Problem details: Search for the word "ground" in the entries. Each line that holds it should be copied.

Referring expression pointing data:
━━━━━━━━━━━━━━━━━━━━

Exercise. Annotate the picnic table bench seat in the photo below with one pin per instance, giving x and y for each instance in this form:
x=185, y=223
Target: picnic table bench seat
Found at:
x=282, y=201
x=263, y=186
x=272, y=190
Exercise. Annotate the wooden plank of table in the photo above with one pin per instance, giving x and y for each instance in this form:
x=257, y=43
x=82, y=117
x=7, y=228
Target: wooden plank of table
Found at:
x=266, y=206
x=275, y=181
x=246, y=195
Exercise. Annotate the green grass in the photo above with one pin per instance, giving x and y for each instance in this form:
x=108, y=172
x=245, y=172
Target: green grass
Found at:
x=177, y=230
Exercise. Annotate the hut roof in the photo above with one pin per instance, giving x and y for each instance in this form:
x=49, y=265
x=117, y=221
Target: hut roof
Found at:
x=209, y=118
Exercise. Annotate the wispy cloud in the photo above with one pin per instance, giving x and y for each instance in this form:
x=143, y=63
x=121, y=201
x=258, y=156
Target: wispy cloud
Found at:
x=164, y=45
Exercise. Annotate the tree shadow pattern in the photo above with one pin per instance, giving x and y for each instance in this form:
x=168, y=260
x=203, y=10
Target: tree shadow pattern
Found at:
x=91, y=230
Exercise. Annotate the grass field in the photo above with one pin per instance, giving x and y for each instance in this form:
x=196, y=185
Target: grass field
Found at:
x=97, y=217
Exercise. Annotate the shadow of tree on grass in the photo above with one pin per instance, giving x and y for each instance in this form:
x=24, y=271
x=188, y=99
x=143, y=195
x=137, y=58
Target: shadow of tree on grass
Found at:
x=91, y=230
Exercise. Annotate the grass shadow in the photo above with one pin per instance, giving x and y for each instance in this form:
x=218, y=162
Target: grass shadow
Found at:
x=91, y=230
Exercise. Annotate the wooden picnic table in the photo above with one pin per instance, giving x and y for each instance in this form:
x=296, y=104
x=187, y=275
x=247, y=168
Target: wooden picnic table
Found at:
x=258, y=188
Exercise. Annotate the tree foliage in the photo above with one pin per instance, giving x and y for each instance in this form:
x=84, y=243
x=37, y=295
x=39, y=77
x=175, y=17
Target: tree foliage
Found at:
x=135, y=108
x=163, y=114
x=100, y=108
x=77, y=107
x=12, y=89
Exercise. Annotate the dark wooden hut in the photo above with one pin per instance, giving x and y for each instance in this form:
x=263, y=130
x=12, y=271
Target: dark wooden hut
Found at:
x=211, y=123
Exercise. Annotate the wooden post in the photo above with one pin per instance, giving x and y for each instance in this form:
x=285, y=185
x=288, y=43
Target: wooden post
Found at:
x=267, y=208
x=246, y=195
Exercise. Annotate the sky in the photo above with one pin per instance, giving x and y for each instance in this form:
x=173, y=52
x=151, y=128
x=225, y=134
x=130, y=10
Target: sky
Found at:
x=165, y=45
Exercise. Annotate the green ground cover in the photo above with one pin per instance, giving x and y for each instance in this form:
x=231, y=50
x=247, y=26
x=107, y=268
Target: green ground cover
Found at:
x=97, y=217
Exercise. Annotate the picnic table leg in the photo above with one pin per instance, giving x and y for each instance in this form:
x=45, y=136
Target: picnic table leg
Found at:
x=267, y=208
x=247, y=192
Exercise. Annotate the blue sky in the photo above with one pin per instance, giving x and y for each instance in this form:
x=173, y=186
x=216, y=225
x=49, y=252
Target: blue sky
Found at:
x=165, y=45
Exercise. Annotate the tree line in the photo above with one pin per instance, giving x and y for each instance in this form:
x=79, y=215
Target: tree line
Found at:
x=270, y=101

━━━━━━━━━━━━━━━━━━━━

Response to the exercise:
Exercise. Annotate the green ground cover in the photo above with one pin per instance, giving x and y for each instance in this form:
Target: green ground cover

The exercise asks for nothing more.